LESETEXT:
——————
Das Hühnerfrikassee und ich waren viele Jahre keine besonders guten Freunde. Als Kind hatte ich es als Gericht aus dem Kindergarten in Erinnerung, welches einfach in einer pampigen Sauce mit Tiefkühlgemüse und ungewürztem Reis serviert wurde. In den letzten Jahren und Jahrzehnten habe ich diesen Klassiker der deutschen Hausmannskost “neu” für mich entdeckt. Genuß gehört nämlich Gott- sei- Dank zu den Dingen, welche man immer wieder für sich neu entdeckt.
Frikassee vs. Blankett
In der klassischen Küche sind eigentlich die Unterschiede zwischen den beiden Gerichten klar definiert. Nach und nach verschwammen jedoch die Linien zwischen beiden Gerichten zunehmend, zumal diese beiden Gerichte sich doch von jeher recht ähnlich sind.
Im Kochkunstführer von Augste Escoffier (Erstausgabe von 1906) wird beschrieben, dass das Blanquette de Vollaile, also das “Helle Geflügelragout” aus dem ganzen Huhn zubereitet wird (Seite 480) , während beim Frikassee (Seite 482) das Huhn in Mundgerechten, entbeinten Stücken in der Sauce gegart wird.
——————
BEREITGESTELLTES MATERIAL:
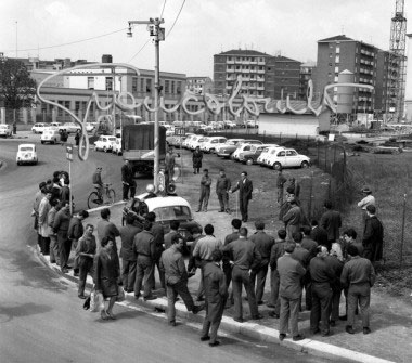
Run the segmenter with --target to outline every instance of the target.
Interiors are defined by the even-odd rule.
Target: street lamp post
[[[129,31],[128,37],[132,36],[131,25],[133,24],[146,24],[149,27],[149,33],[151,37],[154,37],[155,43],[155,126],[154,126],[154,168],[153,168],[153,184],[158,190],[157,176],[159,173],[159,160],[160,160],[160,148],[159,148],[159,125],[158,125],[158,108],[159,108],[159,91],[160,91],[160,70],[159,70],[159,42],[165,40],[165,28],[160,27],[160,24],[165,23],[163,18],[155,17],[149,21],[129,21]]]

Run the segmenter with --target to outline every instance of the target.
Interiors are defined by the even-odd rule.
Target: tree
[[[0,100],[15,112],[35,104],[36,81],[22,61],[0,59]]]

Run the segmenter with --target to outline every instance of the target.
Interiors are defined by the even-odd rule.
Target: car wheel
[[[281,163],[274,163],[274,164],[273,164],[273,169],[274,169],[274,170],[282,170],[282,165],[281,165]]]

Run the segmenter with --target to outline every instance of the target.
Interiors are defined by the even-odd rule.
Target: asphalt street
[[[0,361],[1,362],[322,362],[319,358],[224,336],[209,348],[190,325],[176,328],[164,315],[115,307],[118,320],[103,322],[82,310],[76,286],[37,260],[30,218],[38,183],[54,170],[67,170],[65,148],[38,144],[37,166],[15,165],[17,144],[0,140]],[[86,208],[95,166],[120,193],[121,158],[91,152],[73,166],[77,208]],[[138,190],[150,180],[138,181]],[[31,247],[31,248],[30,248]]]

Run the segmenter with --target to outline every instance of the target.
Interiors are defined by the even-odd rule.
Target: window
[[[94,77],[87,78],[87,88],[89,90],[94,90]]]
[[[113,91],[113,77],[106,77],[106,91]]]
[[[131,91],[138,92],[138,77],[131,78]]]

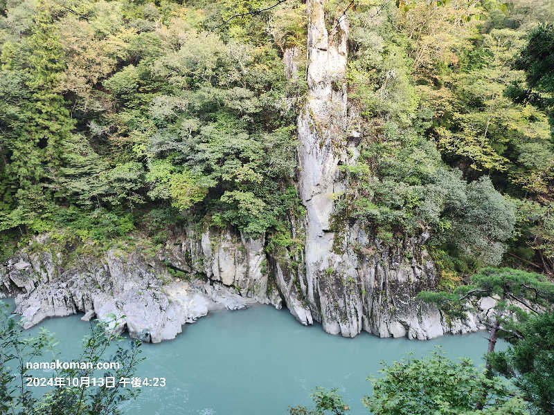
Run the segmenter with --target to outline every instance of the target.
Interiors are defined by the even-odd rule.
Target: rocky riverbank
[[[375,243],[359,230],[351,238],[357,247]],[[414,299],[436,283],[420,242],[375,252],[349,246],[317,286],[319,304],[328,311],[318,316],[324,319],[323,329],[346,337],[364,330],[426,340],[483,329],[475,319],[448,322]],[[139,247],[87,255],[76,253],[74,246],[56,251],[56,246],[42,235],[0,268],[0,295],[15,297],[15,312],[26,328],[48,317],[83,313],[82,320],[117,322],[118,330],[158,342],[175,338],[186,323],[211,310],[256,304],[280,308],[283,302],[301,324],[321,321],[311,312],[302,267],[287,250],[268,254],[263,240],[230,229],[201,234],[183,229],[148,255]]]

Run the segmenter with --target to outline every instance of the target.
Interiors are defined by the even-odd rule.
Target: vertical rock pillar
[[[349,28],[345,15],[328,15],[327,2],[307,0],[309,89],[297,126],[299,190],[307,211],[305,294],[312,316],[325,331],[352,335],[343,332],[339,316],[330,309],[335,307],[331,297],[338,276],[333,273],[340,261],[332,252],[334,234],[330,220],[332,195],[343,189],[338,163],[346,144]]]

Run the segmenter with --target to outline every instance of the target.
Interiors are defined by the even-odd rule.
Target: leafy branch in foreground
[[[488,377],[470,359],[452,362],[440,348],[429,358],[409,357],[380,371],[382,378],[368,379],[373,395],[362,399],[375,415],[527,414],[509,383]],[[476,409],[483,394],[483,407]]]
[[[102,374],[114,377],[114,387],[84,384],[55,387],[42,396],[33,394],[26,378],[32,376],[26,362],[44,356],[50,351],[55,357],[57,344],[52,335],[42,330],[36,337],[24,338],[19,321],[8,315],[7,304],[0,302],[0,413],[10,415],[118,415],[121,403],[136,398],[139,389],[123,387],[120,378],[132,378],[140,356],[140,341],[125,340],[109,323],[91,324],[91,331],[83,340],[83,350],[73,361],[91,362],[88,369],[62,369],[49,374],[52,378],[95,377],[98,362],[117,362],[119,368]],[[123,342],[129,342],[124,347]],[[13,365],[13,366],[12,366]]]
[[[530,317],[551,313],[554,284],[539,274],[509,268],[488,268],[472,277],[470,284],[459,286],[452,293],[422,291],[418,295],[419,299],[436,304],[454,318],[476,314],[480,300],[485,297],[494,300],[492,313],[487,311],[488,321],[483,322],[490,327],[485,373],[491,376],[492,353],[499,336],[517,342],[524,338],[524,324]],[[485,398],[483,393],[478,408],[483,407]]]

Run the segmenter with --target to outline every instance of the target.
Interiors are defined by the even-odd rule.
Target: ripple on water
[[[61,358],[78,356],[89,326],[80,316],[48,319]],[[29,330],[36,333],[39,327]],[[143,388],[126,403],[126,415],[284,415],[289,405],[308,405],[316,386],[337,387],[353,415],[368,414],[360,399],[370,392],[366,380],[379,362],[409,352],[416,356],[440,345],[451,358],[483,363],[487,341],[482,333],[447,335],[428,342],[379,339],[361,333],[354,339],[332,336],[321,326],[299,326],[286,311],[270,306],[219,312],[187,324],[175,340],[143,347],[146,360],[137,376],[165,377],[165,387]]]

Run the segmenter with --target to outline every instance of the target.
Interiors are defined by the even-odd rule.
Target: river
[[[76,359],[89,329],[80,317],[48,319],[27,332],[53,332],[60,360]],[[125,403],[124,414],[285,415],[289,405],[309,404],[310,391],[321,386],[338,388],[352,415],[367,414],[360,399],[369,393],[366,379],[378,376],[381,361],[409,352],[422,356],[440,345],[451,358],[482,364],[485,335],[421,342],[362,333],[348,339],[326,334],[319,325],[301,326],[286,310],[270,306],[220,311],[187,324],[175,340],[143,345],[146,360],[137,376],[164,377],[166,386],[143,388],[137,400]]]

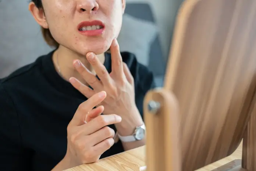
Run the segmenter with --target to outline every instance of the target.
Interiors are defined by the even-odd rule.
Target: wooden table
[[[241,163],[242,143],[231,156],[196,171],[212,171],[236,159]],[[145,146],[139,147],[100,160],[97,162],[78,166],[66,171],[139,171],[145,165]],[[216,170],[216,171],[219,170]]]

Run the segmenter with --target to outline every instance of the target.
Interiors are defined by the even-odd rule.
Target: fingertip
[[[120,122],[122,121],[122,117],[120,116],[115,115],[115,119],[116,119],[117,122]]]
[[[76,80],[75,78],[74,77],[71,77],[69,79],[70,82],[72,84],[74,84],[75,83]]]
[[[105,91],[102,91],[99,93],[99,97],[100,98],[106,97],[107,96],[107,93]]]
[[[112,45],[114,47],[116,47],[118,45],[118,42],[116,38],[114,38],[112,41]]]

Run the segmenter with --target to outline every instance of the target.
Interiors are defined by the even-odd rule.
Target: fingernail
[[[106,96],[106,92],[104,91],[99,93],[99,97],[100,98]]]
[[[115,38],[113,40],[113,45],[114,46],[116,46],[117,45],[117,39]]]
[[[122,118],[120,116],[117,116],[117,122],[121,122],[122,121]]]
[[[81,66],[81,64],[78,60],[75,60],[74,62],[74,65],[76,68],[79,68]]]
[[[94,55],[92,52],[90,52],[87,55],[87,59],[89,60],[91,60],[93,59],[93,57],[94,57]]]

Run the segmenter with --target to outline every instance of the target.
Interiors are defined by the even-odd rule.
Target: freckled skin
[[[124,2],[124,0],[42,0],[48,27],[54,39],[63,46],[84,55],[89,52],[101,54],[109,48],[121,29]],[[92,9],[96,3],[99,5],[98,10],[88,10]],[[81,8],[86,11],[83,12]],[[81,22],[94,20],[100,20],[105,25],[102,35],[92,37],[79,33],[77,26]]]

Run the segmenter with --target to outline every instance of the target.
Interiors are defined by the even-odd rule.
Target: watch
[[[142,140],[146,134],[146,126],[145,124],[137,126],[135,129],[134,132],[131,135],[122,136],[117,134],[119,139],[123,142],[131,142]]]

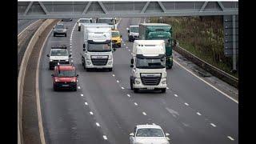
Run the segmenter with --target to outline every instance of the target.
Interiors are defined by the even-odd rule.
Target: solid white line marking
——————
AUFGABEN:
1/ Beantworte anhand des Textes zum Hühnerfrikassee:
(a) Womit wurde das Frikassee serviert, das als Gericht aus dem Kindergarten in Erinnerung war?
(b) In welchem Jahr erschien die Erstausgabe des Kochkunstführers?
(c) In welcher Form wird das Huhn beim Frikassee laut diesem Kochkunstführer in der Sauce gegart?
2/ Greif den Text zum Hühnerfrikassee an seinem Ende auf und schreib ihn weiter.
Die Auflistung stammt aus einer anderen Quelle als der Text zum Hühnerfrikassee.

LÖSUNGEN:
1/
(a) In einer pampigen Sauce mit Tiefkühlgemüse und ungewürztem Reis.
(b) 1906.
(c) In mundgerechten, entbeinten Stücken.

2/
Bei der von mir beschriebenen Zubereitungsart handelt es sich also – der Definition von Escoffier folgend – um ein Blankett.
Ein mit pochierten Brätkügelchen ergänztes Hühnerfrikassee kennt man vorwiegend in und um Berlin. Es handelt sich dann um ein “Berliner Hühnerfrikassee“.
Was gehört ins Frikassee?
In meinem Kindheitstraume spielten Erbsen und Möhren, Champginons, Spargel und Kapern – alles aus der Dose – eine große Rolle. An diesen kulinarischen Frevel denke ich freilich nicht, wenn ich von einem Gaumasmus philosophiere. Die Zutaten gehören da nach wie vor rein, aber frisch! Gut, die Erbsen aus ökonomischen Gründen aus dem Tiefkühler, die Kapern aus dem Glas, aber der Rest bitte frisch vom Markt oder aus dem Supermarkt.
Beilage?
Zu diesem Gericht der Hausmannskost passt am besten Reis. Sei es als Pilaw, Basmati, Voll- oder schnöder Langkornreis. Mit etwas Butter abgeschmeckt haut auch dich dieses Gericht von den Socken. Selbstverständlich kann man aber auch Knödel, Klöße, Spätzle oder Teigwaren dazu essen.
Hühnerfrikassee
4
Portionen30
Minuten40
MinutenZutaten
- Ansatz: Huhn und Bouillon
1 Bio- Suppenhuhn ca. 1,4 kg (vom Geflügelhof)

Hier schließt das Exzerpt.